> [Verilen görev A]:
Sayfa alıntısında "1071’den itibaren Anadolu’nun" ile "yurt haline getiriliyordu." arasındaki bölümü, iki uç da dahil olmak üzere, "Harzemşahlar" ifadesini "Harezmşahlar" ile değiştirerek yeniden yazın.

> [Sayfa alıntısı]:
◆ ◆ ◆

İç Asya’dan demografik ve siyasi çalkantılar nedeniyle tutunamayarak batıya
doğru süregelen göç serüvenlerinde nihai yurtlarına adım atabilmişlerdi. Büyük
Selçuklu Devletinin en güçlü döneminde Anadolu’nun kapılarını açan Türkler,
Bizans’ın Anadolu’daki kesin hâkimiyetinin ortadan kalkmasından sonra Orta
Doğu’dan gelen diğer Semitik (Arap kökenli) toplumlarında Anadolu’ya
yaklaşmalarının önünü açmıştı. İlerleyen 100 yıllık süreçte Büyük Selçuklu
Devleti yıkılmış, Anadolu’nun bağrında bakiyelerinden yeni bir devlet
kurulmuştu (Anadolu Selçuklu Devleti).
1071’den itibaren Anadolu’nun bereketli toprakları Türkler
tarafından akın akın yurt edinilmeye başlandı. İç Asya’da tutunamayan Türk
boyları, henüz 2 yüzyıl önce göçtükleri İran/Irak/Suriye hattındaki Müslüman
Devletlerin birbirleri ile çatışmalarından uzaklaşmak ve Büyük Selçuklu
Devletinin yıkılmasından sonra yeni ve daha müreffeh yurtlar arayışına girmek
için Anadolu’ya akın ediyorlardı. Bununla birlikte Selçuklulardan önce
Anadolu’ya yaklaşan Oğuzlar, Hazar Devletine bağlı göçebe Türk boyları,
Karahanlı Devletinin ardılları ve Selçuklulardan sonra Anadolu’ya göç etmek
zorunda kalan Harzemşahlar ve elbette İran/Irak/Suriye hattında Büyük Selçuklu
Devletine tabi olan irili ufaklı Fars ve Arap kabilelerde bu göç dalgasına
katılmışlardı. Anadolu, 1071-1200 yılları arasında yoğun ve istikrarlı göçlerle
yeni ev sahipleri tarafından yurt haline getiriliyordu.

◆ ◆ ◆

> [Gösterilen kayıtlar]:
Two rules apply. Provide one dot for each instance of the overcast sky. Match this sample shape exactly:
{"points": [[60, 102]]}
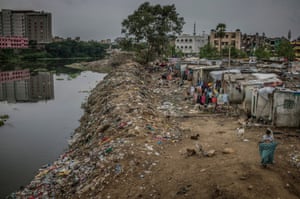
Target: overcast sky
{"points": [[101, 19]]}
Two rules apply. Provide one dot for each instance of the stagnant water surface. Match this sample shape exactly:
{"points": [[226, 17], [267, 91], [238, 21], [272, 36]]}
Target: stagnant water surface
{"points": [[44, 110]]}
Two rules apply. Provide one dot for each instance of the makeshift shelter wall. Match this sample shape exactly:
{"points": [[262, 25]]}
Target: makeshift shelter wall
{"points": [[235, 92], [264, 108], [286, 109], [247, 101]]}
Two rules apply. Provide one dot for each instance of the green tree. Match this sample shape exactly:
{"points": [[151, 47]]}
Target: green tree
{"points": [[262, 53], [220, 32], [208, 51], [285, 49], [154, 25]]}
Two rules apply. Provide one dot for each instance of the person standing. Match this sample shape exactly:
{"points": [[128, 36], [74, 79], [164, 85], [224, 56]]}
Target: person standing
{"points": [[266, 152]]}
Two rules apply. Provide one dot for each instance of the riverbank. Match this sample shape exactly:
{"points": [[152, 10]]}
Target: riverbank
{"points": [[142, 138]]}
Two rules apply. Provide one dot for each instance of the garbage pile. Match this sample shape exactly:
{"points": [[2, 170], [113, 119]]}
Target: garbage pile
{"points": [[123, 130]]}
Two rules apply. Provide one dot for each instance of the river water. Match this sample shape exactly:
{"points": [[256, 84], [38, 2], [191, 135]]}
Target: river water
{"points": [[44, 109]]}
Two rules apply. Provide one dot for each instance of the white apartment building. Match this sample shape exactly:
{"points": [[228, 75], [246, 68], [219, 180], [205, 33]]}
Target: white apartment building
{"points": [[191, 44]]}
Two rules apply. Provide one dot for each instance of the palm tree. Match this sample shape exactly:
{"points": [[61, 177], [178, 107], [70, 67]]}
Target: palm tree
{"points": [[220, 29]]}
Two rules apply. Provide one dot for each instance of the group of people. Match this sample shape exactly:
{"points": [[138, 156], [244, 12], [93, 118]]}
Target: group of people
{"points": [[205, 93]]}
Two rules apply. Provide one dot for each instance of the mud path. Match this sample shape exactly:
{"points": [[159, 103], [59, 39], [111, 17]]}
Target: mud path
{"points": [[233, 174]]}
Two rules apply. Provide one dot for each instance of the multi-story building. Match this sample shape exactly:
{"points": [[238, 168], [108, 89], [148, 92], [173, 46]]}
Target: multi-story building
{"points": [[38, 26], [250, 43], [230, 39], [191, 44], [34, 25], [296, 47], [13, 42]]}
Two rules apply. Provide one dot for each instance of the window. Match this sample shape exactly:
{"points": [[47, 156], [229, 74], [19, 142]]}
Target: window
{"points": [[288, 104]]}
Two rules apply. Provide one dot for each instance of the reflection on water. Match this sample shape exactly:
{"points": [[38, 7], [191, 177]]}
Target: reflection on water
{"points": [[44, 112], [21, 86]]}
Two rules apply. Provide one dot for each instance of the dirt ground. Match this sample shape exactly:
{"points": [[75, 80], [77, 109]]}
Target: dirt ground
{"points": [[227, 167]]}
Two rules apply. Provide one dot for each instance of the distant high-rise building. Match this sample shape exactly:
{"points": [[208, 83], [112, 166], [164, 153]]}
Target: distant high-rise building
{"points": [[34, 25]]}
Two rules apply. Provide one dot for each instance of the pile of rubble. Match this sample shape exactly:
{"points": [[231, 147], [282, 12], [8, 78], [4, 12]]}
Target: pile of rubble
{"points": [[123, 130]]}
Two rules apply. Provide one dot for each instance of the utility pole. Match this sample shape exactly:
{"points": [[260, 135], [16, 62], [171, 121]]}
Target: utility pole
{"points": [[229, 56]]}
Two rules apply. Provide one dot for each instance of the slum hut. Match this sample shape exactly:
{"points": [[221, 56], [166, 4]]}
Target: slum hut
{"points": [[239, 86], [272, 67], [201, 72], [286, 108], [260, 80], [261, 106]]}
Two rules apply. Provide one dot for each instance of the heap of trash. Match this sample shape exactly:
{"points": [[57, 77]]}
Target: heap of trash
{"points": [[124, 128]]}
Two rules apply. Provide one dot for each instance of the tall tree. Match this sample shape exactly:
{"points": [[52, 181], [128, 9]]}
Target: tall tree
{"points": [[289, 35], [285, 49], [154, 25], [208, 51], [220, 31]]}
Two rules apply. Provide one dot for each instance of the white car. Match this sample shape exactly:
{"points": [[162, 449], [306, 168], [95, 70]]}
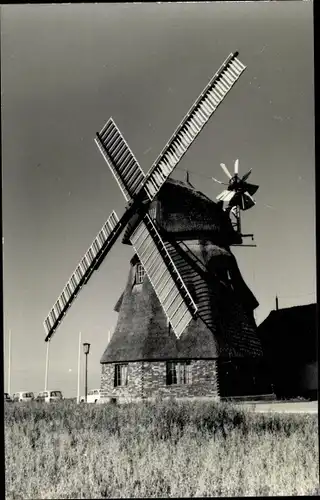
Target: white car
{"points": [[23, 396], [93, 396], [49, 396]]}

◆ ◆ ◆

> [Verilen görev B]:
Kayıtlarda "story" dizesini içeren satırların hepsini bulun ve olduğu gibi kopyalayın; büyük-küçük harf ayrımı dikkate alınır.

> [Görev çözümü A]:
1071’den itibaren Anadolu’nun bereketli toprakları Türkler
tarafından akın akın yurt edinilmeye başlandı. İç Asya’da tutunamayan Türk
boyları, henüz 2 yüzyıl önce göçtükleri İran/Irak/Suriye hattındaki Müslüman
Devletlerin birbirleri ile çatışmalarından uzaklaşmak ve Büyük Selçuklu
Devletinin yıkılmasından sonra yeni ve daha müreffeh yurtlar arayışına girmek
için Anadolu’ya akın ediyorlardı. Bununla birlikte Selçuklulardan önce
Anadolu’ya yaklaşan Oğuzlar, Hazar Devletine bağlı göçebe Türk boyları,
Karahanlı Devletinin ardılları ve Selçuklulardan sonra Anadolu’ya göç etmek
zorunda kalan Harezmşahlar ve elbette İran/Irak/Suriye hattında Büyük Selçuklu
Devletine tabi olan irili ufaklı Fars ve Arap kabilelerde bu göç dalgasına
katılmışlardı. Anadolu, 1071-1200 yılları arasında yoğun ve istikrarlı göçlerle
yeni ev sahipleri tarafından yurt haline getiriliyordu.

> [Görev çözümü B]:
Two rules apply. Provide one dot for each instance of the multi-story building. Match this sample shape exactly:
Target: multi-story building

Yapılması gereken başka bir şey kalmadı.